- **Page excerpt**:
----

Watchguard Firebox x550e hang freeze affer a couple days



  • Greetings and noob warning.

    I have been successfully running pfSense on the Alix platform for several years, including the recent update to 2.2. No problems, no issues other than it feels a bit slow.

    Recently the Alix box was replaced with a repurposed WatchGuard Firebox x550e, with much information garnered from this forum, especially the very helpful information posted by stephenw10 - THANK YOU.

    The Problem
    After a couple days of operation - say 4-6, all interfaces of the box go silent, including the console.  Unit appears to have hung.

    The Configuration
    Firebox bios flashed to b7
    IDE header added and 32Gb off brand SSD installed (no CF installed)
    Both Memory slots populated (hw.physmem=1568047104)
    pfSense v2.2-RELEASE(i386) Thu-22 Jan, pfsense mode (not nanoBSD)

----

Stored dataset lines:
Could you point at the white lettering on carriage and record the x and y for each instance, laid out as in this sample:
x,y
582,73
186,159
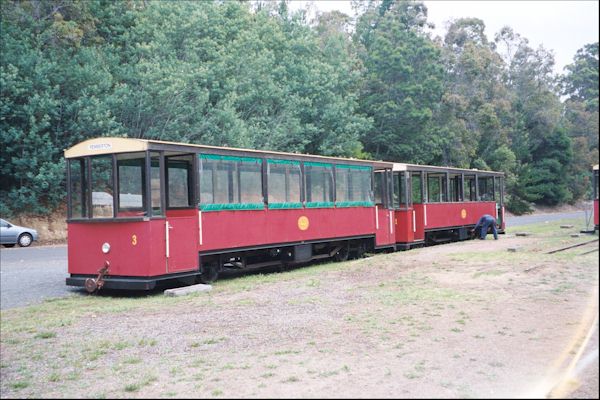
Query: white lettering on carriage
x,y
100,146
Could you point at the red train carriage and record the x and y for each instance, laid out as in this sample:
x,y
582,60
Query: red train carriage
x,y
143,211
595,181
438,204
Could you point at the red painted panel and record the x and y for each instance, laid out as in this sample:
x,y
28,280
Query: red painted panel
x,y
441,215
183,240
384,224
404,226
136,248
420,220
245,228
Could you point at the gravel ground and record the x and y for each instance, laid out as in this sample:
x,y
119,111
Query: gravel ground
x,y
459,320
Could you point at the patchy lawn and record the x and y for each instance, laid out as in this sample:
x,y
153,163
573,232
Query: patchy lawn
x,y
469,319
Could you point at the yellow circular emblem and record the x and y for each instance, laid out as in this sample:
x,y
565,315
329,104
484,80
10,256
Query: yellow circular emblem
x,y
303,223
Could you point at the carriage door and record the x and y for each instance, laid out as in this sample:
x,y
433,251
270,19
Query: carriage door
x,y
182,215
384,228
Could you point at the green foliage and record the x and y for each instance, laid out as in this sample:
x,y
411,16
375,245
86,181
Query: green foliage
x,y
257,75
402,81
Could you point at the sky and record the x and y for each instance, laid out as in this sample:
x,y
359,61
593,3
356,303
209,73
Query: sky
x,y
560,26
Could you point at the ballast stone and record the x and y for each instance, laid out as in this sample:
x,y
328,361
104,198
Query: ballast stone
x,y
188,290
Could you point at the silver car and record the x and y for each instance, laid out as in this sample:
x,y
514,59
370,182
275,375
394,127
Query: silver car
x,y
13,234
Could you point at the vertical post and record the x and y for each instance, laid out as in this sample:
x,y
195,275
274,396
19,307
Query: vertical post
x,y
69,211
115,179
163,183
146,182
448,187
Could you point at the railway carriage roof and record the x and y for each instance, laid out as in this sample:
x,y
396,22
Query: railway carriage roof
x,y
433,168
110,145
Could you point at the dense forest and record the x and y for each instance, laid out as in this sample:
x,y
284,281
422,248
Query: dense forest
x,y
253,74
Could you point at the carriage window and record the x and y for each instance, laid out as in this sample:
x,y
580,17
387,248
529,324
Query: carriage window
x,y
486,188
131,176
155,184
78,186
469,188
379,184
230,183
498,189
454,188
353,186
179,181
417,196
436,188
399,197
319,184
102,187
284,184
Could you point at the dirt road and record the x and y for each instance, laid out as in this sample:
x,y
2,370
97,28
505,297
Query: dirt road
x,y
469,319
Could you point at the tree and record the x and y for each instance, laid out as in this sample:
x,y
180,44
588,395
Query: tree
x,y
402,81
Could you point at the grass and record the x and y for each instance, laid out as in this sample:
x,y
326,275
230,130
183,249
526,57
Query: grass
x,y
395,310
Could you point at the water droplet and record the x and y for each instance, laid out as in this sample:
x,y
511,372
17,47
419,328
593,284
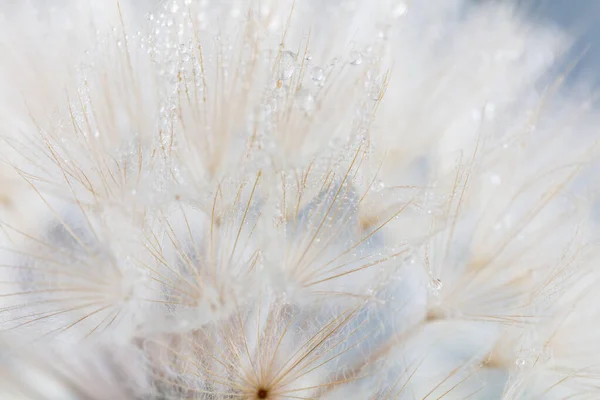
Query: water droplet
x,y
317,74
287,65
355,58
374,91
306,101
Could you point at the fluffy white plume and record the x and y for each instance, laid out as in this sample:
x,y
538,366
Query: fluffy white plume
x,y
246,199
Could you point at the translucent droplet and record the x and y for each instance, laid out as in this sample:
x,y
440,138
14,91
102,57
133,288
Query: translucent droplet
x,y
317,74
306,101
355,58
287,65
374,91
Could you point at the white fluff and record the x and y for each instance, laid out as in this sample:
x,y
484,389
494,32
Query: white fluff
x,y
278,200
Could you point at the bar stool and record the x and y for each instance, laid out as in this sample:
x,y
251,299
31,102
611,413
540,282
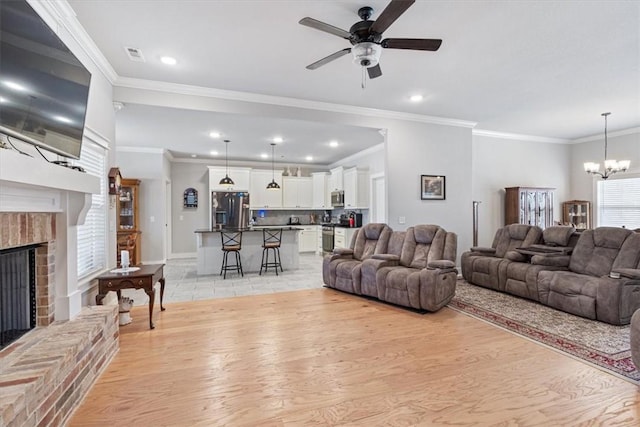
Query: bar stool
x,y
231,242
271,239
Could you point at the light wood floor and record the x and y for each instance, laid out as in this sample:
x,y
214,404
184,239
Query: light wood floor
x,y
321,357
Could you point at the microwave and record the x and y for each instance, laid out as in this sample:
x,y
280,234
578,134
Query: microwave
x,y
337,199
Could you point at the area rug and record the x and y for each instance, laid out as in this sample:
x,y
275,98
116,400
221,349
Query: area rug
x,y
600,344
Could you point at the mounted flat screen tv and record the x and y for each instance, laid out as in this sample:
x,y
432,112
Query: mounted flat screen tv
x,y
44,88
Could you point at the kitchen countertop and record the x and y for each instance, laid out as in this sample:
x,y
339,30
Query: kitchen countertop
x,y
254,228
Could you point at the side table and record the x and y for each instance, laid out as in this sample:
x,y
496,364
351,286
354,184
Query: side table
x,y
145,278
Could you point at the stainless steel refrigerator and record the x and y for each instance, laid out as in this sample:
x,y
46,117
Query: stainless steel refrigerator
x,y
229,209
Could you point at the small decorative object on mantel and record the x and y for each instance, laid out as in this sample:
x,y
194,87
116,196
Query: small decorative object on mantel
x,y
190,198
432,187
115,181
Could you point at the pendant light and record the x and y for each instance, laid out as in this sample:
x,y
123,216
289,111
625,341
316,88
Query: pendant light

----

- **The tasks**:
1. In the Firebox freeze post, what BIOS version was the Firebox flashed to?
2. Carry the Firebox freeze post forward from where it stops.

- **Answer list**:
1. b7

2.
    FreeBSD 10.1-RELEASE-p4
    /tmp and /var repositioned to RAM via Preferences to reduce pressure on the SSD

    Packages
    LCDProc - to manipulate the LCD panel
    WGXepc - to manage the LED and Fan Speed
    Shellcmd - to control the above, running these shell commands in this order
      /conf/WGXepc -l green  (turn LED green)
      /conf/WGXrpc -f OB
      /usr/bin/nice -20 /usr/local/sbind/LCD -r 0 -c /conf/LCD.conf > /dev/null &
      /usr/bin/nice -20 /usr/local/bin/lcdproc C T U &
    SSH is enabled and exposed to the outside (only because I forgot to turn it off)

    Generally speaking, when the system is operating it works well.  Temps hover between 40-43deg C, fans are quiet and I don't see much alarming information being logged(to the best of my ability to interpret)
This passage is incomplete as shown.